**TEXT**
···

«Epos Schweizer Technik und Industrie» (Teil 4): Wilhelm Ludwig Lehmanns Zyklus im Zeitkontext

Arbeit und Freizeit im Schatten der Fabrik

Die sonntägliche Werkhalle des Von Roll-Werks in Gerlafingen schuf Lehmann in eigenem Auftrag, zweifellos als Nebenprodukt seines im Auftrag dieser Firma geschaffenen Gemäldes, das die gleiche Anlage in Betrieb zeigt. Es wäre ungewöhnlich gewesen, hätte die Firma dieses Gemälde gesponsort, war es doch sicher das Ziel, die Produktivität hervorzuheben und nicht die Ästhetik einer ruhenden Anlage. Und doch hat Lehmann mit diesem Gemälde eine besondere Lobpreisung schweizerischer Industrie geschaffen: wie Altäre stehen die Maschinen schwer im Raum. Die Glaswand erscheint ohne künstliche Überhöhung als Kirchenfenster: «Und Gott besah seine Schöpfung, und sah, dass sie gut war.»

···

**IHRE AUFGABEN**
(a) Beantworten Sie anhand des Textes über Lehmanns Werkhalle diese Fragen:
(i) In wessen Auftrag schuf Lehmann die sonntägliche Werkhalle?
(ii) Womit werden die Maschinen verglichen?
(iii) Als was erscheint die Glaswand?
(b) Zählen Sie alle Namen von Menschen, Unternehmen und Ortschaften auf, die im Text über Lehmanns Werkhalle vorkommen.
(c) Setzen Sie den Text über Lehmanns Werkhalle nach seinem letzten Satz fort.

**BEREITGESTELLTE DATEN**
···

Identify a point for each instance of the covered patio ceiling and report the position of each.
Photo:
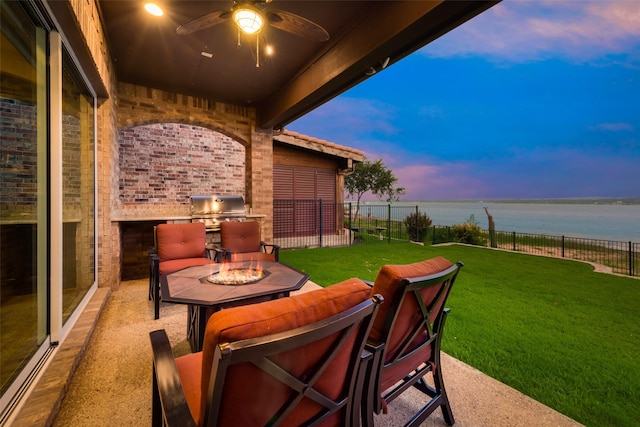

···

**ANTWORTEN**
(a)
(i) In eigenem Auftrag.
(ii) Mit Altären.
(iii) Als Kirchenfenster.

(b) Wilhelm Ludwig Lehmann, Von Roll, Gerlafingen

(c)
Feierabend im Walzwerk Gerlafingen

Abb. 1 Wilhelm Ludwig Lehmann, Feierabend im Walzwerk Gerlafingen, 1928 (Foto: ETH-Bibliothek Zürich, Kunstinventar ETH Zürich / Frank Blaser, Ki-00116)

Punkto Sakralisierung der Arbeit ging der Kirchenmaler August Wanner gut ein Jahrzehnt später, an der «Landi 39», noch einen Schritt weiter: er schuf seine Darstellung von Strassenbauarbeitern als Kirchenfenster. Die Ausstellungsbesucherinnen und -besucher, die Otto Baumbergers 45 Meter lange Geschichtsvision «Das Werden des Bundes»1 abmarschierten, standen zuletzt vor der Losung «In labore pax», Friede durch Arbeit, die deren quasireligiösen Status in der Epoche unterstreicht.

Wie stark Arbeit, Feierabend und Freizeit sowohl der Arbeiter als auch der Besitzenden mit der Fabrik verknüpft waren, stellte Hans Berger in seinem Triptychon für die Papierfabrik Biberist dar: die Arbeiter baden sonntags im Fabrikkanal, während die «Oberen» zu Pferd daran vorbeireiten. Die Lebensader beider ist jedoch die unendliche Papierbahn, welche die Fabrik werktags ausspuckt.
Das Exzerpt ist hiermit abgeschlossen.